Keep me posted, and I'll do the same if you're interested in Washington grapes this fall (assuming I can get the 8 Chains connection working). 

Ashburn? We'll you're only a few miles away. If you're interested in doing a wine swap, let me know.


----------



## balassley (Feb 21, 2016)

Boatboy24 said:


> Keep me posted, and I'll do the same if you're interested in Washington grapes this fall (assuming I can get the 8 Chains connection working).
> 
> Ashburn? We'll you're only a few miles away. If you're interested in doing a wine swap, let me know.


sounds good, and I would do a wine swap, but sadly my 1st 2 kits (Eclipse Merlot & Petit Verdot) didn't turn out so well - didn't properly degas before bottling. Rookie mistake. Never again though. I bought an AllInOne and now know to warm wine to 75 degrees when attempting to degas. Right now I'm working Eclipse Cab Sauv and a Nebbiolo, plus an Icewine. Hopefully come late April I'll be working SA Syrah grapes. BTW, I think they are announcing the Virgina Governors Case winners tomorrow.


----------



## balassley (Feb 22, 2016)

Heather/Jim, I spoke with someone at Harford today and they mentioned there's no guarantee they'll even get SA grapes - all depends on whether they get enough interest. She took my name and noted I was interested in 100 pounds of the Syrah.

I feel dumb asking this, but this is a 1st for me - how many buckets would I need to show up with for 100 pounds (assuming they crush/destem for me)? I'd be driving an Accord or Camry, so the bucket size would have to fit that. Just curious what you do? Also, what size primary fermenter should I have for this? Having only used kits, I've only ever needed my 6.5 gallon bucket. I figure I better prepare now.

> _LISTED RECORDS_
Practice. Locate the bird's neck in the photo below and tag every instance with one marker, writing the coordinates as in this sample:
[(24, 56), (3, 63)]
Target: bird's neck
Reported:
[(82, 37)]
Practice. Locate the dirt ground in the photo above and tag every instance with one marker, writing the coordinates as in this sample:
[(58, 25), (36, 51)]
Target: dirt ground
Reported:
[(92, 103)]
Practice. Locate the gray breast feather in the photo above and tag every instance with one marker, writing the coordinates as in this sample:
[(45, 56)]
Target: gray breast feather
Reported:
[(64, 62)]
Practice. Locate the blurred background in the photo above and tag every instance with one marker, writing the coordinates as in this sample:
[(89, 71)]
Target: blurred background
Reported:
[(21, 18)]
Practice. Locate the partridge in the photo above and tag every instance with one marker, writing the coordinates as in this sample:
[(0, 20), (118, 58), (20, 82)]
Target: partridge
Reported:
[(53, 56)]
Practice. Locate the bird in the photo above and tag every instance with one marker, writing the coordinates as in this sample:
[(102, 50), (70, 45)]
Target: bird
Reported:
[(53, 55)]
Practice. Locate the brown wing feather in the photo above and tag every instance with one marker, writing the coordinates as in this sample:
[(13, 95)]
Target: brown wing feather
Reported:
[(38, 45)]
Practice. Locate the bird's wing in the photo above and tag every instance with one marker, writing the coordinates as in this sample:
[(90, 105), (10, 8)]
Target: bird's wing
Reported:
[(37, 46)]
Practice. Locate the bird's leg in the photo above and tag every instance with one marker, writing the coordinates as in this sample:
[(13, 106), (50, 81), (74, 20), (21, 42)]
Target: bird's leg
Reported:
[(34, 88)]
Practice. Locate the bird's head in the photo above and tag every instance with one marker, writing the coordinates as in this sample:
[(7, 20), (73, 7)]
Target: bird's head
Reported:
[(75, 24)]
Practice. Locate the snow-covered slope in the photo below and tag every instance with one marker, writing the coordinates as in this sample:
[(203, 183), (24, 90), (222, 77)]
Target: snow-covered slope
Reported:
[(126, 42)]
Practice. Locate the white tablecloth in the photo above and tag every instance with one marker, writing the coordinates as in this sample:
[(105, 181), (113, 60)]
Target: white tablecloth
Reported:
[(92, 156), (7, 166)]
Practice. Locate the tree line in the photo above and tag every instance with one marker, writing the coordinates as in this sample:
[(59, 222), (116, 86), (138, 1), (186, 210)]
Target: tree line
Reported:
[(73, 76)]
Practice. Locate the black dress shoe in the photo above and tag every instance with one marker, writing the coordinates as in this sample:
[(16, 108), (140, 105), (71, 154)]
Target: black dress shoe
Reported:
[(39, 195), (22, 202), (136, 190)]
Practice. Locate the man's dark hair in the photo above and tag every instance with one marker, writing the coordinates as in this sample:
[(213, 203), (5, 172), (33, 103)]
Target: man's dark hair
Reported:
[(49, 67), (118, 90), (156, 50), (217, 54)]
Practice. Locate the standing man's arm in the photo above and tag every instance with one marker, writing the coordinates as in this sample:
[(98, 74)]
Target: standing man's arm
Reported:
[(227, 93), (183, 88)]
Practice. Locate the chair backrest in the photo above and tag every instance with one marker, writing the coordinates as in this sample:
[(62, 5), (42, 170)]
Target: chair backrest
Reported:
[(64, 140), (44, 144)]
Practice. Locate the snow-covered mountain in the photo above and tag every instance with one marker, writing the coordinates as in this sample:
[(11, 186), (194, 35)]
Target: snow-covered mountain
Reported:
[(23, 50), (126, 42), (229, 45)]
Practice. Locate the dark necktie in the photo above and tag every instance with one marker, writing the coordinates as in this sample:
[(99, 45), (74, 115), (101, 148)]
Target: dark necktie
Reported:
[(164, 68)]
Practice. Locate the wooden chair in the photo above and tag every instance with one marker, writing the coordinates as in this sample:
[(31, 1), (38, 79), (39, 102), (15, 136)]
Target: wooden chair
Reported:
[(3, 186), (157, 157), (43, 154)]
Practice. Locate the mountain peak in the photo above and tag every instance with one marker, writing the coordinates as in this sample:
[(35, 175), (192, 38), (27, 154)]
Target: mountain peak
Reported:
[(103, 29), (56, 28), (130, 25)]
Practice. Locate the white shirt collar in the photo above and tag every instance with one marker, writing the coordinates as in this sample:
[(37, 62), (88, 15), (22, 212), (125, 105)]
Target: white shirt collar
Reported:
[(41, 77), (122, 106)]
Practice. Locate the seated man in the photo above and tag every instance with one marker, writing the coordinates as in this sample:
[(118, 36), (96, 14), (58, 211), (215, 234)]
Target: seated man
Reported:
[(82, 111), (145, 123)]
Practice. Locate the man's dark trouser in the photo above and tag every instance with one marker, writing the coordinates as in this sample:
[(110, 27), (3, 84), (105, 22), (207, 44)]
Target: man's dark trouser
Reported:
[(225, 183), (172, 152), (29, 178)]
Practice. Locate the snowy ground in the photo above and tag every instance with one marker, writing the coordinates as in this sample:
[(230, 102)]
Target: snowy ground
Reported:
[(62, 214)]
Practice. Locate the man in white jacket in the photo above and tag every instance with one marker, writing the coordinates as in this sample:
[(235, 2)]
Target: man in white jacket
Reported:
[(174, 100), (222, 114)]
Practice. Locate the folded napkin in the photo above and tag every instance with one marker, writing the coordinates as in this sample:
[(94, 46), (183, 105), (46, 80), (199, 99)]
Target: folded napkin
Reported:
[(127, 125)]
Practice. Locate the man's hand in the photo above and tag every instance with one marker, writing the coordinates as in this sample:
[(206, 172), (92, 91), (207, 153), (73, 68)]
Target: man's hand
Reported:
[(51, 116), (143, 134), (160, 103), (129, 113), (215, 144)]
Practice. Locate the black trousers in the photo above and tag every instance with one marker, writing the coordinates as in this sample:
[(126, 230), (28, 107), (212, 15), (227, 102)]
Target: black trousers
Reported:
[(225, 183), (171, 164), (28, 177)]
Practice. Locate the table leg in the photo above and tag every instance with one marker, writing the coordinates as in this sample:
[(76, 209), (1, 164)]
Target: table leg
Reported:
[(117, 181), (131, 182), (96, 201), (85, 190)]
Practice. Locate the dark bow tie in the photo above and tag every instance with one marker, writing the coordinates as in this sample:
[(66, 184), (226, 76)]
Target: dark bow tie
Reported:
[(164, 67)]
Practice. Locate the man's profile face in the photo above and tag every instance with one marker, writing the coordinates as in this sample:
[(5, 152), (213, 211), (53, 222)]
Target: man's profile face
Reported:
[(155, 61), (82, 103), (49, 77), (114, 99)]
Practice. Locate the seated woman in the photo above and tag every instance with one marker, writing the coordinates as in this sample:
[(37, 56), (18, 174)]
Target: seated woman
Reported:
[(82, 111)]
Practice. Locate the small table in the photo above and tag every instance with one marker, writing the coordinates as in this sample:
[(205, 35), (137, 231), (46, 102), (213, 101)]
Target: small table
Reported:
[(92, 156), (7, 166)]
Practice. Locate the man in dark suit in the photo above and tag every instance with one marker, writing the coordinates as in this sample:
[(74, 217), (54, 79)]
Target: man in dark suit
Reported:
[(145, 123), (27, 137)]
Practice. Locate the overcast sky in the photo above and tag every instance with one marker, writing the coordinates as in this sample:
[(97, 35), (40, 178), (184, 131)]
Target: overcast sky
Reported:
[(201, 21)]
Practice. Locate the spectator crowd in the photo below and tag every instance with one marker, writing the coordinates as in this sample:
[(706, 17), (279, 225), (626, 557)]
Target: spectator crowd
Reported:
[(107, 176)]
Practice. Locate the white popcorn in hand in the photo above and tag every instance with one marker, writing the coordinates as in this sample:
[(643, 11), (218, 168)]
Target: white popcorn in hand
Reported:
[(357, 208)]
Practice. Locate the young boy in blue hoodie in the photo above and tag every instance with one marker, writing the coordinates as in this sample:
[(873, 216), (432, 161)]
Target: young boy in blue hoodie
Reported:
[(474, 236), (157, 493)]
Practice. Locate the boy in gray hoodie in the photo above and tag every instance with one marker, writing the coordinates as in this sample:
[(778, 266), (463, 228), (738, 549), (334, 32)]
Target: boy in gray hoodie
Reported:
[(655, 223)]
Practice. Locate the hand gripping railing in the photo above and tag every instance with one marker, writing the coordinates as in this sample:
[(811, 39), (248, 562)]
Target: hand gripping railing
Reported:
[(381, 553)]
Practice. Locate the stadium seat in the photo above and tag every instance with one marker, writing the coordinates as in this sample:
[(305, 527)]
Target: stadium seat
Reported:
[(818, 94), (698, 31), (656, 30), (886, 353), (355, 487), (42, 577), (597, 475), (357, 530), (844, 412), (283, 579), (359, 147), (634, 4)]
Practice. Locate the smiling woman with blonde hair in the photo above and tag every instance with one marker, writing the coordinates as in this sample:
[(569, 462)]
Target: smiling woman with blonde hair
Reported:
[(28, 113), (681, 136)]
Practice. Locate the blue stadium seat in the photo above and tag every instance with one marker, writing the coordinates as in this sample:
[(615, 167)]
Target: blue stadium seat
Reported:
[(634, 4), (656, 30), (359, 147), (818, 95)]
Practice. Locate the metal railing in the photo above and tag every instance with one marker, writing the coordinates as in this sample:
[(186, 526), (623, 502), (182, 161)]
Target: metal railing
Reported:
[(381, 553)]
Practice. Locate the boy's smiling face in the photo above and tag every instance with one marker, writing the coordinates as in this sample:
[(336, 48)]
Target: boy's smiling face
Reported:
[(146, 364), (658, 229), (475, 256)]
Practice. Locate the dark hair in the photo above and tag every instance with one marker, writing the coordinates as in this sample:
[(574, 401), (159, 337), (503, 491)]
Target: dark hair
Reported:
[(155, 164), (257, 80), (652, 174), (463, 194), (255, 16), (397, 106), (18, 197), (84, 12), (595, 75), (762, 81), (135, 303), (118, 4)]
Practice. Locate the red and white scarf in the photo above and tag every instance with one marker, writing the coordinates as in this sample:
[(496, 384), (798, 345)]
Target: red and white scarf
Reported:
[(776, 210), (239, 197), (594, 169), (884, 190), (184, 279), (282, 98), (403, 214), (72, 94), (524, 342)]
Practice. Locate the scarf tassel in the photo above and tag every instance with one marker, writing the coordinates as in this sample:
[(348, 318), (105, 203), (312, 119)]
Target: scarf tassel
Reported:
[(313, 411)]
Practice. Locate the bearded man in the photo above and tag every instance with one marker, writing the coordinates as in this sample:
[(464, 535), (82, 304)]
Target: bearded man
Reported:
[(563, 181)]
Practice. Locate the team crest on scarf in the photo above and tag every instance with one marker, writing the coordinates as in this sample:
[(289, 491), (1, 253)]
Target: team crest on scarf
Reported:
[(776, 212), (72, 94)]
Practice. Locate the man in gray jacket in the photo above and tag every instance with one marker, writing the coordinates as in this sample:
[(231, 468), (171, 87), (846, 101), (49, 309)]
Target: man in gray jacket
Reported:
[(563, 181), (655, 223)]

> _GOAL OF THE EXERCISE_
Rewrite the passage of the winemaking forum thread that begins with the words "## balassley (Feb 22, 2016)" and stops after "of the Syrah.", swapping "Harford" for "the supplier".

> _WRITTEN REPLY_
## balassley (Feb 22, 2016)

Heather/Jim, I spoke with someone at the supplier today and they mentioned there's no guarantee they'll even get SA grapes - all depends on whether they get enough interest. She took my name and noted I was interested in 100 pounds of the Syrah.